Excerpt provided
STARKE FL KOA-DONT GO THERE

Thanks mjstef, always good to hear the other side also.

Chelse L. Nash
fulltimer03@yahoo.com


----------



## fjohn56 (Jun 22, 2002)

STARKE FL KOA-DONT GO THERE

YES!  it IS nice to hear both sides of what happened. Sorry that "buychevy" was such a pain; that and tried to turn others against you too! Taked all kinds..................


----------



## David (Jul 6, 2002)

STARKE FL KOA-DONT GO THERE

To quick to judge "buychevys". I'm not going to judge all KOA's, but I had a simular encounter, but even worse. buychevys may be on to something when he characterized thier behavior as catering to the over eighty crowd.

My wife and I too were treated like lower class campers in the Meridain, MS KOA. We were overnighters traveling back home from a trip to our western states. We called ahead for reservations to check in after office hours and were reluctently given a site even though they were afraid we would disturb other quest coming in late. I can't describe how quite we were. We are always quite, but this time especially concious because of the host concern.

Written request 1
Answer these questions about the campground forum thread:
(a) Whom does Chelse L. Nash thank?
(b) On what date did fjohn56 post?
(c) According to David, where were he and his wife traveling home from?
The forum thread about the Starke, Florida KOA has no connection to the listing that comes after it.

Dataset extract

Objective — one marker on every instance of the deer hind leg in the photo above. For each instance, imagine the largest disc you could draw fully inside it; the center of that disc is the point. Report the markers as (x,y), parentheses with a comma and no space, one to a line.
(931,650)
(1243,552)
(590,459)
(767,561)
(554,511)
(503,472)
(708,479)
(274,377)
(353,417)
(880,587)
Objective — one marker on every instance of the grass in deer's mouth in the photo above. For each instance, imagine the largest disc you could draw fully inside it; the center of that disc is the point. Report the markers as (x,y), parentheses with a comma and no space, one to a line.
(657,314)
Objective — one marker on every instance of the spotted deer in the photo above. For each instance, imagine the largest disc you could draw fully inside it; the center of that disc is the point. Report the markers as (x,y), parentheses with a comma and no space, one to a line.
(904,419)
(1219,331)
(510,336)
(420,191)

Written request 2
Extract every line of the listing that follows the forum thread, reproducing each one word for word.

Expected answer 1
(a) mjstef
(b) Jun 22, 2002
(c) A trip to their western states

Expected answer 2
Objective — one marker on every instance of the deer hind leg in the photo above. For each instance, imagine the largest disc you could draw fully inside it; the center of that disc is the point. Report the markers as (x,y), parentheses with a comma and no space, one to a line.
(931,650)
(1243,552)
(590,459)
(767,561)
(554,511)
(503,472)
(708,479)
(274,377)
(353,417)
(880,587)
Objective — one marker on every instance of the grass in deer's mouth in the photo above. For each instance, imagine the largest disc you could draw fully inside it; the center of that disc is the point. Report the markers as (x,y), parentheses with a comma and no space, one to a line.
(657,314)
Objective — one marker on every instance of the spotted deer in the photo above. For each instance, imagine the largest disc you could draw fully inside it; the center of that disc is the point. Report the markers as (x,y), parentheses with a comma and no space, one to a line.
(904,419)
(1219,331)
(510,336)
(420,191)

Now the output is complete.